Neste fim de semana de verão carioca que teve metade do janeiro de chuvas, eis que duas mulheres, surpreendem, como é seu feitio, se não a província, ex-capital mas, definitivamente, o país do carnaval, na cidade berço da bossa nova.
Nara Leão que estaria completando 80 anos, vem até nós numa produção perfeita e emocionante sobre sua brilhante carreira de cantora que desafiou padrões e seu comportamento livre de viver a vida e até enfrentar general.
Dilma surge nas águas do mar, o mesmo mar que inspirou os amigos de Nara, nos anos 60, e de onde o Brasil exportou a tal bossa Nova. É uma senhora com filha e netos a se banhar nas águas aparentemente mansas, mas já enfrentou torturas e quiçá repressão fardada em momentos de maré braba.

* Linhas fornecidas *
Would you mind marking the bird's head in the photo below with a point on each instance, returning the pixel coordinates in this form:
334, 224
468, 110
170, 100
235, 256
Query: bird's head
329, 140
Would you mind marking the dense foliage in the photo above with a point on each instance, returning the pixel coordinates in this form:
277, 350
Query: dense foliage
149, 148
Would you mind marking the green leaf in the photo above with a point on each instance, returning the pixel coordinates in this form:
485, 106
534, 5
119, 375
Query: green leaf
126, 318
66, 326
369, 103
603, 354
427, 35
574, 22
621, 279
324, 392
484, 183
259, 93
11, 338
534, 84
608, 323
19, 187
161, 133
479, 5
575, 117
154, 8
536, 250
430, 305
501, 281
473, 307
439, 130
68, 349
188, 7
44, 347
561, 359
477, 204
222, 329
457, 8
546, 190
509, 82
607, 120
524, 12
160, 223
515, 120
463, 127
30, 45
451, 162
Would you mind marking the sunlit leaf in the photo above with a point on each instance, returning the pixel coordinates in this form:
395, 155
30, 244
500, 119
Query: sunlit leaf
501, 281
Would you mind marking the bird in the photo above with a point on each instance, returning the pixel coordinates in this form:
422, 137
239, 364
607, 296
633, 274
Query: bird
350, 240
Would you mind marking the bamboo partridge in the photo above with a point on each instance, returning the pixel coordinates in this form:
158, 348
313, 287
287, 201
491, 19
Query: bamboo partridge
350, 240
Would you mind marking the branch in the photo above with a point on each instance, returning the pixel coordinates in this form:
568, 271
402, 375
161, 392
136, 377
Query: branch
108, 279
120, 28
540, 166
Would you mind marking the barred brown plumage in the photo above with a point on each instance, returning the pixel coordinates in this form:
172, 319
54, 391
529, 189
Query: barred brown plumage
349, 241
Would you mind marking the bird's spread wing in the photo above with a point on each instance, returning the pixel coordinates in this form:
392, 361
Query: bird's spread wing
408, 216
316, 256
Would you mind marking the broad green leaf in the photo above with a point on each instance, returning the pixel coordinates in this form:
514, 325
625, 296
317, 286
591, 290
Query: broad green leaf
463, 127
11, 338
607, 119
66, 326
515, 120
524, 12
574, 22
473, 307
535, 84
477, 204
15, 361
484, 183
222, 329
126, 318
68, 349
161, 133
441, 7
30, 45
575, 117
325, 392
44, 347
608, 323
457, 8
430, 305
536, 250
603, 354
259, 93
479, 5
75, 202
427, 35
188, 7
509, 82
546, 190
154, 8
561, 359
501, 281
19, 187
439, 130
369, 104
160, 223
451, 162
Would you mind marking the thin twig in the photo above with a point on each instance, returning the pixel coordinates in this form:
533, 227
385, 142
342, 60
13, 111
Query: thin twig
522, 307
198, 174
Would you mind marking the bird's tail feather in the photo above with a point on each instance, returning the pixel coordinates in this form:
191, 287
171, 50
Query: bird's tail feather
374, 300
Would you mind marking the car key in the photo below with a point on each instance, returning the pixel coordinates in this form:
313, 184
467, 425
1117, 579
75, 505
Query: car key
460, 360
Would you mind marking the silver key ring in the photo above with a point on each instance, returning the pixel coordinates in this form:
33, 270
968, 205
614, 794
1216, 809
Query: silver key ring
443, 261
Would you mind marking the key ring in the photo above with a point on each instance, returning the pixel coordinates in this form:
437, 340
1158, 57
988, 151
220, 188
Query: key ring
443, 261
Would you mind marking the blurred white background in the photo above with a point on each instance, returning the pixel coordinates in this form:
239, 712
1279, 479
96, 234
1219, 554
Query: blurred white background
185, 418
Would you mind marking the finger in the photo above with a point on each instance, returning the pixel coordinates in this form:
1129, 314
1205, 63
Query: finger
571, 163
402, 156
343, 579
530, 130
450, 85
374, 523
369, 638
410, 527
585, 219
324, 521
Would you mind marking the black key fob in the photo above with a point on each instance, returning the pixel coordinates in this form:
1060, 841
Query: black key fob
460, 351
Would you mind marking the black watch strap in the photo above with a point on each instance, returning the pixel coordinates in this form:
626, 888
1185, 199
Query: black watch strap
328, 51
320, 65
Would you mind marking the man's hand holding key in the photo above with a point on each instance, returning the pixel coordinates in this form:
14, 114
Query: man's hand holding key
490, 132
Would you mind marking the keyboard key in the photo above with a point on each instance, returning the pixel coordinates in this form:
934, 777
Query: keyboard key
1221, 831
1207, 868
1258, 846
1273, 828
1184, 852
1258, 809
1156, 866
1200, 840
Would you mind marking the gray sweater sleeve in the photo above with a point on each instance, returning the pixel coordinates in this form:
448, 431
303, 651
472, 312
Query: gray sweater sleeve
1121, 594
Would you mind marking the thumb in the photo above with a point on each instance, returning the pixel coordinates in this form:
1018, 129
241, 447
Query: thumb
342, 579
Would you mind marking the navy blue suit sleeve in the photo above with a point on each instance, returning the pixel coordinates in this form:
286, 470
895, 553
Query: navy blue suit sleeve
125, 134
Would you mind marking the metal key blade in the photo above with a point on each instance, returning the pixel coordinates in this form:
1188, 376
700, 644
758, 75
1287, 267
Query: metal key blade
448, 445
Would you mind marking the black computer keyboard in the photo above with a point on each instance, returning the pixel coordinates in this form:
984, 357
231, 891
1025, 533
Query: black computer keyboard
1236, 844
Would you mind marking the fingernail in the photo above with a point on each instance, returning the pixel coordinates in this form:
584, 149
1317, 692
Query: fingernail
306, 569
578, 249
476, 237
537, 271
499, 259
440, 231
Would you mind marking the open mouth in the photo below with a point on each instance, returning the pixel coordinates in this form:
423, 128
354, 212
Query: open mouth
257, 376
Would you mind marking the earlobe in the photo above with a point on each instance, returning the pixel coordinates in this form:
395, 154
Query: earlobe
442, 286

* Trabalho a fazer *
[A] Apresente como uma lista JSON de strings, uma para cada linha e sem as linhas em branco, o trecho das linhas fornecidas que vai da linha com "Would you mind marking the open" até o fim delas.
[B] Dê seguimento ao texto sobre Nara Leão e Dilma a partir do ponto em que ele termina.
O texto sobre Nara Leão e Dilma e as linhas fornecidas não têm relação entre si.

* Resultados por tarefa *
[A]
[
  "Would you mind marking the open mouth in the photo below with a point on each instance, returning the pixel coordinates in this form:",
  "423, 128",
  "354, 212",
  "Query: open mouth",
  "257, 376",
  "Would you mind marking the earlobe in the photo above with a point on each instance, returning the pixel coordinates in this form:",
  "395, 154",
  "Query: earlobe",
  "442, 286"
]

[B]
Nada disso é segredo. Dilma presidiu o Brasil e foi golpeada. Nara era a tal pobre menina rica e se aventurou até a cantar com os compositores do morro. Viveu as críticas mas nunca se intimidou. Pra completar, o cronista Joaquim Ferreira dos Santos publicou artigo maravilhoso sobre a musa Nara, dizendo o quanto ela era a mulher de verdade. Sim, aquela Amelia alardeada pela letra machista, em irônica gozação do comunista Mário Lago, a tal mulher de verdade, cujos méritos se limitavam ao labor doméstico e ao seu posto de serviçal que jamais reclamaria de seu companheiro e muito menos de um estado repressivo ou um movimento golpista fosse de origem militar ou não.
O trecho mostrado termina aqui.